**Extract**:
--*--

In college, I had a mental breakdown and a psychiatrist saved my life. She prescribed me an antidepressant (Prozac), mood stabilizer (Lamictal), and sedative (Ativan). Off and on, I took sleeping pills (Ambien) and an anti-psychotic prescribed off-label for depression (Abilify). It was a relief to be given a diagnosis of bipolar II disorder, and I rewrote my rocky history in medical terms. The loneliness in the company of loved ones and strangers alike, the lack of color or sound unless it was painful, the inability to sleep or get out of bed or feel connected or feel anything, the desire to slit huge, gaping lines down my wrists … This was depression which could be treated. The intense fear of everything, the inability to act even if it was something I wanted to do, this was anxiety and it could be treated.

--*--

**Recorded information**:
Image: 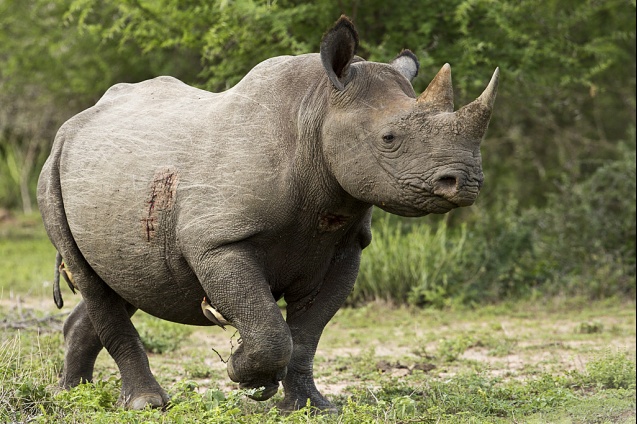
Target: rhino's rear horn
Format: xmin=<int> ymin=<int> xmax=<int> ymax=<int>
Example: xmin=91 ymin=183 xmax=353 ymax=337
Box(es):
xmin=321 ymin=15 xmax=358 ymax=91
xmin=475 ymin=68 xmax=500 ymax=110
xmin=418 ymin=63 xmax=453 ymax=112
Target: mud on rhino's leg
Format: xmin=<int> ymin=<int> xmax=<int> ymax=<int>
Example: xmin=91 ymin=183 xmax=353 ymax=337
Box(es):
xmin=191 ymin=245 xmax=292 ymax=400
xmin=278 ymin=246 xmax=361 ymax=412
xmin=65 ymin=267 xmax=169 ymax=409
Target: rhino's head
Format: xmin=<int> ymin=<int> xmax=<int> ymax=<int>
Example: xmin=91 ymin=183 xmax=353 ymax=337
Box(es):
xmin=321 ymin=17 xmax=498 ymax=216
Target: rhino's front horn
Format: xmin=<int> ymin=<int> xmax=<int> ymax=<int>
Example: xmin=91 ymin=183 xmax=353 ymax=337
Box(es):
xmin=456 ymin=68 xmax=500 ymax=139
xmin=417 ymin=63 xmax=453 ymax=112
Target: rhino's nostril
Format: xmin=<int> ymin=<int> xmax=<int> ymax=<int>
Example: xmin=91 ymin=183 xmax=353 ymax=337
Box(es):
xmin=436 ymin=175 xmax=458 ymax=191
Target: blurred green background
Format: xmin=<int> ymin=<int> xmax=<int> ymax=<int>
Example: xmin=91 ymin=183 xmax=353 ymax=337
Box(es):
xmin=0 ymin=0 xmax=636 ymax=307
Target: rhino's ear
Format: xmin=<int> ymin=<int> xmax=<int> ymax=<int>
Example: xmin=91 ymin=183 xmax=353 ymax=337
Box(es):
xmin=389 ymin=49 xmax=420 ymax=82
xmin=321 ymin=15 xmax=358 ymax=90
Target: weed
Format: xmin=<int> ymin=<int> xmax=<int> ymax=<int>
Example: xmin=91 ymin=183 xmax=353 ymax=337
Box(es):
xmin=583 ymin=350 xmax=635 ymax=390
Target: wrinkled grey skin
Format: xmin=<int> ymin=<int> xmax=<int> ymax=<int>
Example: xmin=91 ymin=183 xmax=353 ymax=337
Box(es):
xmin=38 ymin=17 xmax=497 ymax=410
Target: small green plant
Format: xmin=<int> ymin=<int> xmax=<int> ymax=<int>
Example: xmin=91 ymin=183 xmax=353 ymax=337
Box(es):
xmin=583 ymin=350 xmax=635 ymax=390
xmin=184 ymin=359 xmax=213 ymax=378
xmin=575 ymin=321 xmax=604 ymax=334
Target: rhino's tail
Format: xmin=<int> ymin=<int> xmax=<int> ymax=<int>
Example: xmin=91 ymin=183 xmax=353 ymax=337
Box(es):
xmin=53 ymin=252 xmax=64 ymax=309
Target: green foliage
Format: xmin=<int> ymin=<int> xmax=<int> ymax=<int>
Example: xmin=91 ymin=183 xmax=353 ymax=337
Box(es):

--*--

**What you need to do**: Pick up the personal account of the college breakdown and its psychiatric treatment after its final sentence, and carry it forward.

**Solved problem**:
My doctor and I didn’t talk about the string of weeks that I’d spent in front of the computer in high school, typing until my wrists hurt and pain ran down to my elbows, pumping out a novel-length manuscript as a manic episode which would end as a side effect of treatment. We didn’t talk about the flight of ideas, the bliss and bursts of creative energy for days or weeks at a time as hypomania which would end as a side effect of treatment. What mattered, then, was saving my life.
For years, I was a mental health advocate and prescription pill junkie. Then I decided to get off of medication. I wanted to do it because I couldn’t stop thinking about how life on medication felt inauthentic, as if I were a different version of myself while the true me was tied down somewhere in a back room. I understood that I had chemical imbalances that medication kept in check, but on a more spiritual and personal level, I had to find out what life was like without pills.
When I got off of medication, unsurprisingly, I was launched into a hypomanic state. Hypomania is like mania-lite. Here’s how I described it in my journal as it was happening:
I am so happy I feel like I’m dancing in bliss with an intensified vividity of sensual experience, energy, and creative flow. Imagine, how happy a feeling like that is, the feeling that you could spend your entire life doing what you love, what makes you happiest. It is the highest ecstasy I’ve ever been lucky enough to experience. I want this feeling and I welcome this feeling. I don’t think I want to ever give up this feeling again.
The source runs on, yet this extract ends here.